[RAW DATA]

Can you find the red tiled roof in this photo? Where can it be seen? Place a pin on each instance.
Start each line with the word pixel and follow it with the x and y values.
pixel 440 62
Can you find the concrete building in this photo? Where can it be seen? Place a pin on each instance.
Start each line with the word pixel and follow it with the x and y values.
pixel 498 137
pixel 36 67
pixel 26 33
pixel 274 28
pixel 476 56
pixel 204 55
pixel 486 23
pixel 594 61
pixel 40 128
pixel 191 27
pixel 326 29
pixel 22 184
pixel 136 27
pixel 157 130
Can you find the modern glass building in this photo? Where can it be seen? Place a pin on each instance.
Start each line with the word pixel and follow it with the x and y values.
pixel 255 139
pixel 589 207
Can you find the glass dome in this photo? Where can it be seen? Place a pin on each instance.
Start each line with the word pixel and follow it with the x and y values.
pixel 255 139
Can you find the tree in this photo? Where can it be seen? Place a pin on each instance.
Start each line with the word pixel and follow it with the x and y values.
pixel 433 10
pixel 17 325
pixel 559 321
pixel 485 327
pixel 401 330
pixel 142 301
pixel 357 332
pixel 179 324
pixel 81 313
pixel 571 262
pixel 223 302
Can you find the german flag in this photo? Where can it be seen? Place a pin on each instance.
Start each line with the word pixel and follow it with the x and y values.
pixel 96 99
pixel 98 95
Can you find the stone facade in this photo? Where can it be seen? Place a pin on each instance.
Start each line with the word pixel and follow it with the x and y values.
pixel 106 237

[YOUR OBJECTIVE] Every line from the one containing "Can you find the stone" through the last line of the entries above must be output exactly. Leave the rest out.

[SOLUTION FOR THIS PROBLEM]
Can you find the stone facade in this photo? Where can it be seen? Place a pin on each instance.
Start each line with the word pixel and follow it with the x and y values.
pixel 106 237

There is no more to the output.